Outlook 2003 over VPN to Exchange 2003

D

Digitus

Hi
I've got some strange connectivety issues that I can't seem to work out and
that I'm desperate to resolve.

Background:
We are in the middle of migrating user from Exchange 5.5 (running on W2K) to
Exchange 2003 (running on W2K3). We have some clients that are on Outlook
2000 and some that are on Outlook 2003, but everything is mixed. I.e. we
have Outlook 2000 users on both Exchange 5.5 and 2003 as well as Outlook
2003 users on both Exchange 5.5 and 2003.
We have a mixture of Windows 2000 Profeesional and Windows XP.
We are NOT using RPC over HTTP.

Problem:
Outlook 2000 always work fine both on the local LAN and over VPN to both
Exchange 5.5 and Exchange 2003.

Outlook 2003 however is giving me some headache. For a user that resides on
Exchange 5.5, Outlook 2003 (cached mode) works brilliantly, but after I've
moved a user from Exchange 5.5 to Exchange 2003 that user has difficulties
connecting to the Exchange 2003 server over VPN. In the office on the local
LAN everything works fine, but when connected over VPN the Outlook 2003
client shows the status as "Trying to connect...". The Outlook 2003 will
stay in this status for a long time (normally about 8 minutes from my
observations) and during this period the Outlook 2003 client seems "frozen".
In the end it will finally connect (at least for me, but some of my users
say it never connects) and everything will seem OK.

Here is what I've tried so far:
Creating a new Outlook profile.
Changing the RPC binding order.
(http://support.microsoft.com/default.aspx?scid=kb;en-us;325930)
Reinstalling TCP/IP on XP to make sure that everything binds correctly.
Reinstalling Office 2003
Changing the DNS settings according to the newsgroup posting "Outlook 2003
over VPN on XP client delay" on the 10th of March by JDTHREE [MVP].
Any combination of the above.

I'm not sure it is Outlook 2003 that is the problem, but rather a
combination of Outlook 2003 and Exchange 2003.

Does anyone have any idea how I can fix this as it has stopped the migration
to Exchange 2003?

Thanks

Best regards,

Jan.

PS. This is is posted on:
microsoft.public.outlook.general
microsoft.public.exchange.clients
microsoft.public.exchange.connectivety
 
N

neo [mvp outlook]

Assuming that DNS and WINS resolution is working correctly over the VPN
connection, you might consider dropping the MTU on the VPN's virtual
adapter.

You also might want to start Outlook with the /rpcdiag command line switch
to see where Outlook is hanging. Would be interested in seeing if it is
hanging on the connection to the Global Catalog server(s) or Exchange
Information Store.
 
D

Digitus

Thanks Neo for your reply. Well the problem is narrowing down, but getting
stranger. On Sunday I managed to get the connection working after waiting
for over 8 minutes, wheras yesterday it wouldn't connect at all. I did the
/rpcdiag when on the VPN, and that was all just stuck on connecting. It
would however cycle through and use FQDN, fail and then try the NETBIOS
name.

WHAT THIS TASK INVOLVES:
Condense the paragraph in the Outlook-over-VPN thread that begins "Outlook 2003 however is giving me some headache" into a short bulleted list, keeping its main facts.

Annotation records:
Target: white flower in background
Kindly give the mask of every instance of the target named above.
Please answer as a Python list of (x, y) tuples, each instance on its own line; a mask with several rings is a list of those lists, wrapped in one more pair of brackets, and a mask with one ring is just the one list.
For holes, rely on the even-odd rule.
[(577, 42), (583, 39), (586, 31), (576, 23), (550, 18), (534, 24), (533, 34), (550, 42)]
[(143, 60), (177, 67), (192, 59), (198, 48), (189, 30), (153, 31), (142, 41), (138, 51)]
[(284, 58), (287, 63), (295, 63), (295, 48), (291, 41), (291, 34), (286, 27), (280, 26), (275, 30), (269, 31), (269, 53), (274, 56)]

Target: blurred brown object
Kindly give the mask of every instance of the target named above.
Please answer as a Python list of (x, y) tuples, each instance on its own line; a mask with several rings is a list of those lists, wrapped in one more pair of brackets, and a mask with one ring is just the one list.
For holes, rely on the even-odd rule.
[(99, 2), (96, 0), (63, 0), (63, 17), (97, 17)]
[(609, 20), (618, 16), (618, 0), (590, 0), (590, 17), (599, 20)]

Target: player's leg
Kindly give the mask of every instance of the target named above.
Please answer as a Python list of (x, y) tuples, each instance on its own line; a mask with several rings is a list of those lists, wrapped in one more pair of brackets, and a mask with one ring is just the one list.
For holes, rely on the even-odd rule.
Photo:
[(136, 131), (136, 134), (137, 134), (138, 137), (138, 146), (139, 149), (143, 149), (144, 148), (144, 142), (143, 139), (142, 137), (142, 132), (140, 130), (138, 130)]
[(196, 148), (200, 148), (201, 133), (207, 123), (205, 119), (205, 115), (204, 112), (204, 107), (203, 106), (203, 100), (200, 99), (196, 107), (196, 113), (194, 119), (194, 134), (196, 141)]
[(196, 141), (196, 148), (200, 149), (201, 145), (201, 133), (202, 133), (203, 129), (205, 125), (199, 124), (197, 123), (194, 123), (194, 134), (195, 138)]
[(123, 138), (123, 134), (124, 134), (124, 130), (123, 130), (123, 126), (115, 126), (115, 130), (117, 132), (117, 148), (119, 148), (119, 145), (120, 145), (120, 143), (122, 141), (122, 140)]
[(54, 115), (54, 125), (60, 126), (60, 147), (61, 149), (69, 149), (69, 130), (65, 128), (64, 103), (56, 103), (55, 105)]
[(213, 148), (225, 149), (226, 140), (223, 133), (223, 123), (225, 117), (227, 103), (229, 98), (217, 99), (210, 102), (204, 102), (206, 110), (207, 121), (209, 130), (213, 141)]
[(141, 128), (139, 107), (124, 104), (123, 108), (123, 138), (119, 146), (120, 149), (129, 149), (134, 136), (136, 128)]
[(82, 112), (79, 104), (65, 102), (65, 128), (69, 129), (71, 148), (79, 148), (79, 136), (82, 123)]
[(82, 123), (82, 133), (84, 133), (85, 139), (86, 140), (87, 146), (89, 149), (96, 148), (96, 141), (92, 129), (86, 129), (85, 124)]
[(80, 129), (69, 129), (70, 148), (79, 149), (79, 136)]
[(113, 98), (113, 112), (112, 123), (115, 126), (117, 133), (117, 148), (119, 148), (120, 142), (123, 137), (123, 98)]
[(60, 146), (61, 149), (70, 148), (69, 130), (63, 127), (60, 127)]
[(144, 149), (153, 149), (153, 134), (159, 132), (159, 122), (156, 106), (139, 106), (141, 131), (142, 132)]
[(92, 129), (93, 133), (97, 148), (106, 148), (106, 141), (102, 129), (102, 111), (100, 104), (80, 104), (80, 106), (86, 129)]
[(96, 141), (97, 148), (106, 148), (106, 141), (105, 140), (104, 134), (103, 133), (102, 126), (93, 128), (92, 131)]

REPLY TO THE TASK:
- Outlook 2003 in cached mode works well for users still on Exchange 5.5.
- After a user is moved to Exchange 2003, Outlook 2003 has trouble connecting to that server over VPN, though it works fine on the office LAN.
- Over VPN, the client shows "Trying to connect..." and appears frozen for a long time, usually about 8 minutes.
- It eventually connects for the poster and then seems fine, but some users report it never connects.